CHALLENGE → Gather every line of the items below that contains the string "white", matching case exactly.
● ● ● ● ● ● ●
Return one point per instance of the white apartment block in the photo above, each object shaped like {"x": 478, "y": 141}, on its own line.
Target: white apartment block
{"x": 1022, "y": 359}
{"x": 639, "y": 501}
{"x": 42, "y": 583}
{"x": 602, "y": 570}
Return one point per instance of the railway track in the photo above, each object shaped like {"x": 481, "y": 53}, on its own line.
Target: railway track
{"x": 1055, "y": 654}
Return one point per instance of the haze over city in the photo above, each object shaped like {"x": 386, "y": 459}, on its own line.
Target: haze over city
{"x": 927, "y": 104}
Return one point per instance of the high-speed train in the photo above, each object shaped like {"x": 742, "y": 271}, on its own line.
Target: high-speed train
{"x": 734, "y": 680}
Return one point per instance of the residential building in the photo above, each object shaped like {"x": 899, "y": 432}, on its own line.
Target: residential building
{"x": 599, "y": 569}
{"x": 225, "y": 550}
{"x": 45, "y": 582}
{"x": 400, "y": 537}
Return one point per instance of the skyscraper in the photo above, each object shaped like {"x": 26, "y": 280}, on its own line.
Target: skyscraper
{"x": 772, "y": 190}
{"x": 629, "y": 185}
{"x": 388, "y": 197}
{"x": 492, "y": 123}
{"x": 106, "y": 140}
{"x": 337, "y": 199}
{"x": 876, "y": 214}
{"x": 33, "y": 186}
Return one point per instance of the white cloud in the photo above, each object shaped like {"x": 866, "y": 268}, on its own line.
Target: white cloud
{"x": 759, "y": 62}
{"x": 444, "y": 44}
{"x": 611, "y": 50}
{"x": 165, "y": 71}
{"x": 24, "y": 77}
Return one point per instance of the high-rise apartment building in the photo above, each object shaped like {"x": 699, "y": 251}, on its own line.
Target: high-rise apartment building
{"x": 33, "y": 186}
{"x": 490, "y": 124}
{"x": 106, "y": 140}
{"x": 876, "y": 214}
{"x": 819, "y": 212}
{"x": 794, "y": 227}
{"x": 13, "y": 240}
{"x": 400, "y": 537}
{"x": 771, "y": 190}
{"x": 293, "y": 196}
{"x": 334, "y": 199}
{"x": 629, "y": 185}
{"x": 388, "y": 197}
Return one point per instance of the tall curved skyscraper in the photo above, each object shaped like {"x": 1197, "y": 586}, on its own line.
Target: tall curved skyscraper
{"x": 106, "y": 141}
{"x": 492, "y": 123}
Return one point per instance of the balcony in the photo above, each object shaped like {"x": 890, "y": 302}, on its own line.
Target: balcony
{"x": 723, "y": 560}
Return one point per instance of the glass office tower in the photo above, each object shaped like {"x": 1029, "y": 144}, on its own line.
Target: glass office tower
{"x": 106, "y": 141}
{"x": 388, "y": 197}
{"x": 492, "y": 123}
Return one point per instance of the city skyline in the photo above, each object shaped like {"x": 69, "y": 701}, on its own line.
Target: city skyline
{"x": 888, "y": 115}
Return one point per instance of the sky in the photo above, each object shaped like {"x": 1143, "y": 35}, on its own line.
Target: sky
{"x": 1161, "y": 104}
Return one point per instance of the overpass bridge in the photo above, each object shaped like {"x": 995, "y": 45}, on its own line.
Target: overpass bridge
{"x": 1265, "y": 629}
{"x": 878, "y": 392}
● ● ● ● ● ● ●
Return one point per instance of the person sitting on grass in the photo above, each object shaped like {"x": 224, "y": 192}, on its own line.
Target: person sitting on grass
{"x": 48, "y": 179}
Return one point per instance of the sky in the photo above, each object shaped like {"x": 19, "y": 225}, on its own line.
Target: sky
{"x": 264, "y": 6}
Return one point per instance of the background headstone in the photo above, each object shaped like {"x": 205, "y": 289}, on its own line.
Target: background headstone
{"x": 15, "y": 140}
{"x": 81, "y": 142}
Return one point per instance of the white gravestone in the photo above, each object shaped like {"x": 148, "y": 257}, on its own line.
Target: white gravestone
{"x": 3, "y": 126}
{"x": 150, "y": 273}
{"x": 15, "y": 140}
● ● ● ● ● ● ●
REPLY →
Return one point per instance of the white apartment block in the photo above, each object shaped like {"x": 478, "y": 141}, on its own line.
Target: white apartment block
Return one point per instance of the white cloud in the photo above, each object shaped like {"x": 866, "y": 268}, on its own line.
Target: white cloud
Return one point per instance of the white gravestone in the photo above, each object shaped like {"x": 148, "y": 257}, on its own line.
Target: white gravestone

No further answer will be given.